- [EXERCISE PROMPT] Locate every line in the data below that contains the string "Target", treating uppercase and lowercase as distinct, and copy each of those lines.

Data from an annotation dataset

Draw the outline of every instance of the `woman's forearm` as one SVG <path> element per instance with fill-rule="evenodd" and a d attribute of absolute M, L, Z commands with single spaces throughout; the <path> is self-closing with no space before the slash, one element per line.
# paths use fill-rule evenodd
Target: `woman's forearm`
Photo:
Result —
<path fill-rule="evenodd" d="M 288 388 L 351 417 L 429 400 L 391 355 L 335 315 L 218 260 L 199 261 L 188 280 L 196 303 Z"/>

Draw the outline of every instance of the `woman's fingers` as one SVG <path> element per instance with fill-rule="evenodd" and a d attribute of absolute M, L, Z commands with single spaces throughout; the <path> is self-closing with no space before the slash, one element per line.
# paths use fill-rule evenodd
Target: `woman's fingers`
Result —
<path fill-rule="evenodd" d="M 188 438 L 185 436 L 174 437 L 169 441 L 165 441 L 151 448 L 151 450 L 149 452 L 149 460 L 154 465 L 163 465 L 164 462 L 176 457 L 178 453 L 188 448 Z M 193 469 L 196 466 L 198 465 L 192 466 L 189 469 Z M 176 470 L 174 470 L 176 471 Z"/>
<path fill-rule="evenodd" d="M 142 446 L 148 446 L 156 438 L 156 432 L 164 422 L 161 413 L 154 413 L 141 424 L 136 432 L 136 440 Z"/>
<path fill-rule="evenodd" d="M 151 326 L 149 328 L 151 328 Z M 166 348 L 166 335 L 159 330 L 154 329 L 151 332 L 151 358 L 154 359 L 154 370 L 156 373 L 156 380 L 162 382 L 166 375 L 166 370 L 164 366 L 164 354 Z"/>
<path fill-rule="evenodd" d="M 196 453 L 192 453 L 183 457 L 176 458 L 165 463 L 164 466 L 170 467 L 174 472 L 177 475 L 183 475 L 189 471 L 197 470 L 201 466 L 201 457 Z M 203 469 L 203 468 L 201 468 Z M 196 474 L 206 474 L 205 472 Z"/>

- [ANSWER BELOW]
Target: `woman's forearm`
Target: `woman's fingers`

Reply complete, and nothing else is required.